=== AVAILABLE RECORDS ===
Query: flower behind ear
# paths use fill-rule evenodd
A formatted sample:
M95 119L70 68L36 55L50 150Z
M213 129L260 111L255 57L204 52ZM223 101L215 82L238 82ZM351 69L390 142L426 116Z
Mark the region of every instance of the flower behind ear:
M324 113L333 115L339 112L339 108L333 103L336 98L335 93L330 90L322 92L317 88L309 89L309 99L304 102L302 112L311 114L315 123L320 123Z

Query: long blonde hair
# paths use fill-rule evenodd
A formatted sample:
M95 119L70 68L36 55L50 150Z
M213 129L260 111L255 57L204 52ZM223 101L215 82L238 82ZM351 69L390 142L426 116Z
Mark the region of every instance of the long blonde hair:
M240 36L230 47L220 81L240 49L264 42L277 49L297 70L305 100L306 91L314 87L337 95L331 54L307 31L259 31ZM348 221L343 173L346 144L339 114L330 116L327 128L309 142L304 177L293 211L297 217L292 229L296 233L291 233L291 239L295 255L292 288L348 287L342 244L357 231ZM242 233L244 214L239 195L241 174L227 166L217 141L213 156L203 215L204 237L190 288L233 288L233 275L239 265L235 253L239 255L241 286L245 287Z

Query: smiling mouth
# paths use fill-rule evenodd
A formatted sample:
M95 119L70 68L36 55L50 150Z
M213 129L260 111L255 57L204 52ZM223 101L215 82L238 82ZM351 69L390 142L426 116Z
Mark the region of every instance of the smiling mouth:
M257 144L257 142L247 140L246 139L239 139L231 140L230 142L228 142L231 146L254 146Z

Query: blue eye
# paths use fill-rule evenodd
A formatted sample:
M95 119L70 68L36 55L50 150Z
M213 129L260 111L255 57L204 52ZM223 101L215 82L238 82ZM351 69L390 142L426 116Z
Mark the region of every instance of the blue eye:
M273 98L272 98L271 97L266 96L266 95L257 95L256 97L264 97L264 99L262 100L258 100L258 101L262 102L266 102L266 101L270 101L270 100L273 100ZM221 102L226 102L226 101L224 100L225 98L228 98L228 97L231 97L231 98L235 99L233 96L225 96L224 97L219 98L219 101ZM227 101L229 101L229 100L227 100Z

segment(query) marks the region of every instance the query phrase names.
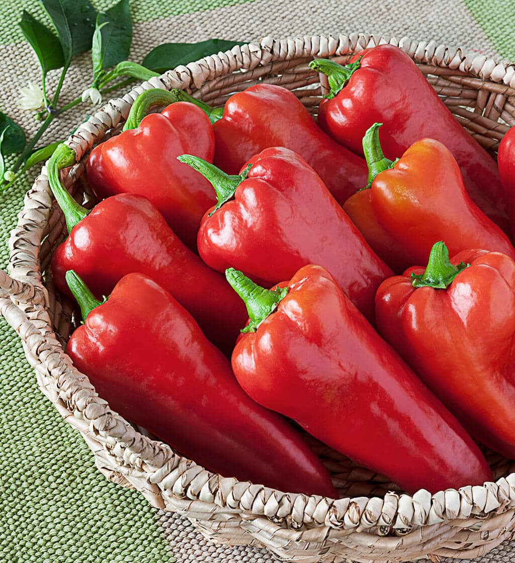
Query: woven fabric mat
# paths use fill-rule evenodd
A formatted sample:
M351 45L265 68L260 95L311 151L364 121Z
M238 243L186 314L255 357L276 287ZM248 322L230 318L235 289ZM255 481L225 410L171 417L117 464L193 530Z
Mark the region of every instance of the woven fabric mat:
M105 9L114 0L93 0ZM271 35L350 33L409 37L459 46L467 51L515 60L513 0L132 0L131 59L164 42L211 37L255 40ZM300 8L299 8L299 6ZM35 57L17 26L23 8L45 17L37 0L0 2L0 109L28 135L38 123L16 107L19 89L39 81ZM58 72L47 79L52 91ZM78 57L61 102L89 85L91 59ZM113 92L112 97L119 93ZM92 113L87 104L56 120L41 144L64 139ZM34 176L0 195L0 262ZM14 332L0 320L0 561L6 563L222 563L277 561L264 550L216 546L177 515L152 508L140 494L109 483L94 466L80 435L41 394ZM511 562L505 543L477 563ZM447 560L450 561L451 560Z

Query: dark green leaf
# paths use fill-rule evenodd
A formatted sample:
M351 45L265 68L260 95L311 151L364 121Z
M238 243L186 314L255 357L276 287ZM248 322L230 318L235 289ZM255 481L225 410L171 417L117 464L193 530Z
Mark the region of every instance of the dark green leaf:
===
• **PROBLEM TO WORK ON**
Quote all of the data above word for word, leaving out the pictures.

• **TASK RESULT**
Query: flower behind ear
# paths use fill-rule evenodd
A formatted sample:
M95 119L70 68L36 55L50 150Z
M213 129L260 111L255 57L204 52ZM223 101L215 82L238 82ZM351 69L390 142L426 116Z
Mark the region of every instance of the flower behind ear:
M324 113L333 115L339 112L339 108L333 103L336 98L335 93L330 90L322 92L317 88L309 89L309 99L304 102L302 112L311 114L315 123L320 123Z

Query: long blonde hair
# paths use fill-rule evenodd
A formatted sample:
M95 119L70 68L36 55L50 150Z
M213 129L260 111L255 57L204 52ZM223 101L215 82L238 82ZM351 69L390 142L426 116Z
Mark the region of every instance of the long blonde hair:
M240 36L230 47L220 81L240 49L264 42L277 49L297 70L305 100L306 91L314 87L337 95L331 54L307 31L259 31ZM348 221L343 173L346 144L339 114L330 116L327 128L309 142L304 177L293 211L297 217L292 229L296 233L291 233L291 239L295 255L292 288L348 287L342 244L357 231ZM242 233L244 214L239 195L241 174L227 166L217 141L213 156L203 215L204 237L190 288L233 288L233 275L239 265L235 253L239 255L241 286L245 287Z

Query: smiling mouth
# paths use fill-rule evenodd
A formatted sample:
M95 119L70 68L36 55L50 150Z
M213 129L260 111L255 57L204 52ZM223 101L215 82L238 82ZM351 69L390 142L426 116Z
Mark the region of every instance of the smiling mouth:
M257 144L257 142L247 140L246 139L239 139L231 140L230 142L228 142L231 146L254 146Z

Query: blue eye
# paths use fill-rule evenodd
A formatted sample:
M95 119L70 68L36 55L50 150Z
M213 129L260 111L255 57L204 52ZM223 101L215 82L238 82ZM351 69L390 142L426 116Z
Mark the region of every instance of the blue eye:
M273 98L272 98L271 97L266 96L266 95L257 95L256 97L264 97L264 99L262 100L258 100L258 101L262 102L266 102L266 101L270 101L270 100L273 100ZM221 102L226 102L226 101L224 100L225 98L228 98L228 97L231 97L231 98L235 99L233 96L225 96L224 97L219 98L219 101ZM227 101L229 101L229 100L227 100Z

segment(query) marks the region of every instance the query phrase names.
Query: woven fabric mat
# paths use fill-rule evenodd
A formatted sample:
M351 45L265 68L260 95L311 151L364 121Z
M238 243L186 314L255 357L276 287ZM248 322L230 318L235 289ZM255 481L225 410L171 417L117 464L193 530Z
Mark the region of every instance of the woven fabric mat:
M105 9L114 0L93 0ZM271 35L350 33L409 37L459 46L467 51L515 60L513 0L132 0L131 59L164 42L211 37L255 40ZM300 8L299 8L299 6ZM35 57L17 26L23 8L45 17L37 0L0 2L0 109L28 135L38 123L16 107L19 89L39 81ZM58 72L47 79L52 91ZM78 57L61 102L89 85L91 59ZM113 92L112 97L119 93ZM92 113L87 104L56 120L41 144L64 139ZM34 176L0 195L0 262ZM14 332L0 320L0 561L6 563L222 563L277 561L264 550L216 546L177 515L152 508L140 494L109 483L94 466L80 435L41 394ZM511 562L505 543L477 563ZM447 560L450 561L451 560Z

Query: dark green leaf
# paths use fill-rule evenodd
A formatted sample:
M351 45L265 68L260 95L311 151L364 121Z
M238 243L186 314L255 357L276 287ZM248 322L230 318L235 289ZM255 481L225 410L171 417L117 464L193 530Z
Mark the region of every instance of the dark green leaf:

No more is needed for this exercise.